Fusée (Guillaume Apollinaire)
A l'approche du quatre vingt dixième anniversaire du décès du poète le 9 novembre 1918, la série sur Guillaume Apollinaire (le Pont Mirabeau, Nuit Rhénane, l'Adieu, l'Emigrant de Landor Road, Ô naturel désir, Nocturne, A l'Italie, Acousmate, Marizibill, La Victoire, Le Chef de Section, Chant de l'Horizon en Champagne, Le Vigneron Champenois, Dans l'Abri-caverne ...) se maintient sur la carte du comptoir des vers avec un autre opus terrible sur la première guerre mondiale mêlant horreur et amour.
Guillaume Apollinaire s'est engagé volontairement en 1914 dans l'armée française et a combattu comme "poilu" dans l'artillerie, particulièrement en 1915 sur le front de Champagne.

- [SECTION DES DONNÉES]:

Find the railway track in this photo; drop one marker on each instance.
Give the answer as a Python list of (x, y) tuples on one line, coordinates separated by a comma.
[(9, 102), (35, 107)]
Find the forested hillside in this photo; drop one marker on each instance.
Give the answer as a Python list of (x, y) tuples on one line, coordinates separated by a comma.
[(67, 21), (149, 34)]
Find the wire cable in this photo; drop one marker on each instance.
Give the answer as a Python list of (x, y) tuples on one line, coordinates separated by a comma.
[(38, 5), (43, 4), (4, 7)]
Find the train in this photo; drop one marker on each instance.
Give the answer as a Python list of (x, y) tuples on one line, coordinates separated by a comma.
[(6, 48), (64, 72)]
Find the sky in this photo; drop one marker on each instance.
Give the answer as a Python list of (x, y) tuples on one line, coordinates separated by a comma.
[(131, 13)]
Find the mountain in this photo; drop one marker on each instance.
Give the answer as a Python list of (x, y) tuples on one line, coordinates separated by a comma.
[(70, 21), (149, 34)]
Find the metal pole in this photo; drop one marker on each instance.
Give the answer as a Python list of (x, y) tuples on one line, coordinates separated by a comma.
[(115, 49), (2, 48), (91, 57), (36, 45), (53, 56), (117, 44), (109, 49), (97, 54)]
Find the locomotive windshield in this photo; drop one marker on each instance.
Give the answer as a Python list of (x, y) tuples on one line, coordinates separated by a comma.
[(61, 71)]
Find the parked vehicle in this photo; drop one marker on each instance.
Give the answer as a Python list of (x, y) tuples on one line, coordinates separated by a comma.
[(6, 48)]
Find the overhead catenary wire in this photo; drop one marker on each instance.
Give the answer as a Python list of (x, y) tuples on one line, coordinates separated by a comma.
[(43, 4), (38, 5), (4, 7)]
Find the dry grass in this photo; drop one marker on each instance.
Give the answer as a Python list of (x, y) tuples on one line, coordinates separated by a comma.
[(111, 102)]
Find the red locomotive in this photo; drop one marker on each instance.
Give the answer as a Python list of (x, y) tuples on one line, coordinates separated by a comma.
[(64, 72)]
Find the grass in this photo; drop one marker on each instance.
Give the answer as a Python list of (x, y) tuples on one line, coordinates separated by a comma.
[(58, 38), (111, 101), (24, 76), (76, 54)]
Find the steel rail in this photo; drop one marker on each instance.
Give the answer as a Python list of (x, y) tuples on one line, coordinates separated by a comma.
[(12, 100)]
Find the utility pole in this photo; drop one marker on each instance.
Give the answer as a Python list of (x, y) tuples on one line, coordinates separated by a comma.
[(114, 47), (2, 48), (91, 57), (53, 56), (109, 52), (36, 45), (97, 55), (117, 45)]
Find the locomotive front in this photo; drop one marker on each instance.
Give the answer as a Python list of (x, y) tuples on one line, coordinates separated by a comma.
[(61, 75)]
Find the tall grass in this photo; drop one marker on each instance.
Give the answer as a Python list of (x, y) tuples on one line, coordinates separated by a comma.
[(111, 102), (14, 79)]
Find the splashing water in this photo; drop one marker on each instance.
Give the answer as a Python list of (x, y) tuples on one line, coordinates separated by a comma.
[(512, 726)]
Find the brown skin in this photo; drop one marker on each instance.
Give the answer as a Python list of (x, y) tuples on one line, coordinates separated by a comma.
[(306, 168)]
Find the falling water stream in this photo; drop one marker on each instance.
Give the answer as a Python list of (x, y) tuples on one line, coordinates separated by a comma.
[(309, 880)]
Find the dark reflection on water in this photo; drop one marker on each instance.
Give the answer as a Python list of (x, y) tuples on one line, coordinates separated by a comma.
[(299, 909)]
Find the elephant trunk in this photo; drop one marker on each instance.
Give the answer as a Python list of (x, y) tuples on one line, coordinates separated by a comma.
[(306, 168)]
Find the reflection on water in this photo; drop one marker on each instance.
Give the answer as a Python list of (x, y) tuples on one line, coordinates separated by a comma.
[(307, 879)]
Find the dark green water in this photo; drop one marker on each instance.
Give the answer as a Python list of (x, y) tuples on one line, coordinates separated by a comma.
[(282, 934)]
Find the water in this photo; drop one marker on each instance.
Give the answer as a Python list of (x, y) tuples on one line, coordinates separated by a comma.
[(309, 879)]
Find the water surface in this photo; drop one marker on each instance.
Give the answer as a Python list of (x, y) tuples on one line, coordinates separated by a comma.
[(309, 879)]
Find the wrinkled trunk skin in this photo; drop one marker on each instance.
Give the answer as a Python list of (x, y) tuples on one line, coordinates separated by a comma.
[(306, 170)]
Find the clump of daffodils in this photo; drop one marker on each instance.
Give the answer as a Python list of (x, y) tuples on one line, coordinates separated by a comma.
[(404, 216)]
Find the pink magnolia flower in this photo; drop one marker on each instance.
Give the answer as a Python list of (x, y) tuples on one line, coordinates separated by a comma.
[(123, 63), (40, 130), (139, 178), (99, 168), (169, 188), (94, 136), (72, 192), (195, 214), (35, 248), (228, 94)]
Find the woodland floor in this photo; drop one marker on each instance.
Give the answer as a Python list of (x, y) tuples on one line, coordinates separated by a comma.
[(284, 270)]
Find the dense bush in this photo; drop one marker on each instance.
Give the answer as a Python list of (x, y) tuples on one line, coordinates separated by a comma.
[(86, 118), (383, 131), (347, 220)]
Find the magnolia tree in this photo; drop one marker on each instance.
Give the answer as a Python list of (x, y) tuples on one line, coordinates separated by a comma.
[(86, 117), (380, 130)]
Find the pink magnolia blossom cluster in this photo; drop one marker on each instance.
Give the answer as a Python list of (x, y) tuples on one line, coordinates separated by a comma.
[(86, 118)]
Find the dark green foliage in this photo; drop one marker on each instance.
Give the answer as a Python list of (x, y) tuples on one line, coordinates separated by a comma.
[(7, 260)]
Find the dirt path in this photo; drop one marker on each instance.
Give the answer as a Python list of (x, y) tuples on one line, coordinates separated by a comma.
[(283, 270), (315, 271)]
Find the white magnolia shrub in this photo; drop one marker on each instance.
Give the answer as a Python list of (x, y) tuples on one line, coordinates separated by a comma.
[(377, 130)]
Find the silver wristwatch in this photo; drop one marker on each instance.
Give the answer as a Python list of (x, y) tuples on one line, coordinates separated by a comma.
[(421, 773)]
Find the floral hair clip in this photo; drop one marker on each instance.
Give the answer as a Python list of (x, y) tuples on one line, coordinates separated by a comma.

- [OBJET DE L'EXERCICE]: Pouvez-vous poursuivre le texte ci-dessus sur Apollinaire et son poème « Fusée » à partir de sa dernière phrase ?

- [RÉSULTAT DE L'EXERCICE]:
Cet engagement lui valut sa naturalisation française en 1917 (il avait auparavant la nationalité polonaise de sa mère).
En 1916, le poète fut touché à la tête par un éclat d'obus. Cette blessure, difficilement soignable, affecta durablement Apollinaire qui mourut de la grippe espagnole juste avant l'armistice du 11 novembre 1918.
Bien que célèbre pour ses poèmes d'amour (notamment "Pont Mirabeau"), Guillaume Apollinaire est avant tout le poète de la Grande Guerre et de ses horreurs.
Pour cause d'Apollinaire et de guerre de 1914-1918, la carte du comptoir des vers cesse les livraisons d'Arthur Rimbaud (Voyelles, Sensations, Ma Bohème, Chanson de la plus haute tour, le Dormeur du Val, le Bateau Ivre, Vénus Anadyomène, Petites amoureuses ou l'Orgie parisienne).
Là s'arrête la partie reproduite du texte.